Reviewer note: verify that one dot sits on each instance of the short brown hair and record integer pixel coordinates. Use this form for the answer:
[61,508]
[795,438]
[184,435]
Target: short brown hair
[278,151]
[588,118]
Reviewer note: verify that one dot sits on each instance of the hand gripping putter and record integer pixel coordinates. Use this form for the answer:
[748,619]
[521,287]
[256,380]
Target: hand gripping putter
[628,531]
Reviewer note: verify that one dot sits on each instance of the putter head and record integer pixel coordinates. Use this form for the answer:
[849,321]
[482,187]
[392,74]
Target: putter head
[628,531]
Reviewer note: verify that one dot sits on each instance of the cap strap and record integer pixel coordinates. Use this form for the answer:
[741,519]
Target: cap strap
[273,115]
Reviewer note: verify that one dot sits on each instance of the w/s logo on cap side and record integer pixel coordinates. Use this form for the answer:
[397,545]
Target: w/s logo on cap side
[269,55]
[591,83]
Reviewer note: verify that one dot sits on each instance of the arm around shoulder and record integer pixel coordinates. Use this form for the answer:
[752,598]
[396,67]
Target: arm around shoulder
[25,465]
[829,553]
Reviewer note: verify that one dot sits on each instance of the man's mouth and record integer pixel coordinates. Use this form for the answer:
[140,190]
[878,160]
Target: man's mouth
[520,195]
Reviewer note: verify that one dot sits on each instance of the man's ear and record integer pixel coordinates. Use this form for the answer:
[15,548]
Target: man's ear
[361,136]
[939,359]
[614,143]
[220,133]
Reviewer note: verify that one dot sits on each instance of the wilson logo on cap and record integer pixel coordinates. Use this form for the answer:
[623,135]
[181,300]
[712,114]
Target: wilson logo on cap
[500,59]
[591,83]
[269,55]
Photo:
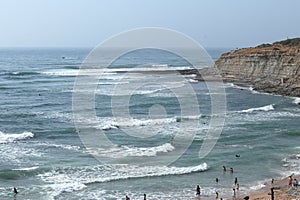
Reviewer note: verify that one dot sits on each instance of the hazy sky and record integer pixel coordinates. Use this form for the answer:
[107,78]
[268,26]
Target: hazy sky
[213,23]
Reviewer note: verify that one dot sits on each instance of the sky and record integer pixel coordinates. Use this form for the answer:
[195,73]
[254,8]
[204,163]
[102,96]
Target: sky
[86,23]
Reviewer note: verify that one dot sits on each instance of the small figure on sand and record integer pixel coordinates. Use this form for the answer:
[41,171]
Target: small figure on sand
[295,182]
[234,192]
[15,191]
[198,190]
[235,181]
[290,180]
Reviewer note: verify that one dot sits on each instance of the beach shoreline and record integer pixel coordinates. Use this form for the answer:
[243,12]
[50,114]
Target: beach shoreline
[282,191]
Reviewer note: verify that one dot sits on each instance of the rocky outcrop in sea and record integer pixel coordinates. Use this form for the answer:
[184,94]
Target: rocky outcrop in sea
[272,68]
# # # # # # #
## Written instruction:
Restate each of the entries above word for word and skip every image.

## Answer to the problem:
Reviewer note: verify that one dot sits on each instance of the short brown hair and record integer pixel coordinates. Use this form for the answer:
[61,508]
[795,438]
[184,435]
Target: short brown hair
[278,151]
[588,118]
Reviewer note: verify that one dot sits on each instance of the hand gripping putter and record integer pixel coordinates. Use this form for the answer:
[748,619]
[521,287]
[256,380]
Target: hand gripping putter
[628,531]
Reviewer note: verify that one dot sits on each instance of the putter head and record integer pixel coordinates. Use this form for the answer:
[849,321]
[482,187]
[392,74]
Target: putter head
[628,531]
Reviewer note: verify that one dot sits on each instance of the cap strap and record integer pixel coordinates. Use this form for the answer:
[741,519]
Target: cap strap
[273,115]
Reviewer note: verify that one dot sits on each instance of the w/s logo on cap side and record integer pixel coordinates. Use this form for the answer:
[397,545]
Target: w/s logo on cap side
[269,55]
[591,83]
Reviewer note: verify that one dot sits on each instance of the arm around shoulder and record integer pixel coordinates. Use this form for the answer:
[752,598]
[396,67]
Target: arm around shoulder
[25,465]
[829,553]
Reviewer note: verify that one dot sits on each instance of the man's mouth and record integer pixel coordinates. Use this form for the answer:
[140,190]
[878,160]
Target: man's mouth
[520,195]
Reviewer note: verify that one dot sits on each instance of the man's ear and record integer pixel coordinates. Use this form for the answer:
[15,548]
Target: man's ear
[361,136]
[939,359]
[614,143]
[220,133]
Reviewer note: verify that one dot sits on each instance of the wilson logo on cap and record integer pixel coordinates. Use this form for the answer:
[623,135]
[181,300]
[712,114]
Target: wilson logo on cap
[500,59]
[591,83]
[269,55]
Photo:
Reviewer note: verify that one dot sits on each instance of the hazy sky and record integer pixel coordinates. Use this form for the answer:
[107,78]
[268,26]
Target: hazy sky
[213,23]
Reviewer note: verify that one dot sits on each instance of the sky and record integer pixel coordinates. Use this form for the answer:
[195,73]
[254,8]
[204,163]
[102,96]
Target: sky
[86,23]
Reviewer note: verify that one dot sits on each instance of the small figure on sand and record integer pixel coordinates. Use this form for the answer:
[41,171]
Target: small figure on sand
[295,182]
[234,192]
[15,191]
[198,190]
[235,181]
[290,180]
Reviewer note: verify that one dot sits on each instance of the beach shoreline and record integer pixel coordinates. Use this form for the answer:
[243,12]
[50,114]
Target: beach shoreline
[282,191]
Reviewer note: verify that one dot sits on each instance of the rocky outcrop in sea and record integer pixel coordinates. Use this form for the answer:
[184,94]
Target: rocky outcrop in sea
[272,68]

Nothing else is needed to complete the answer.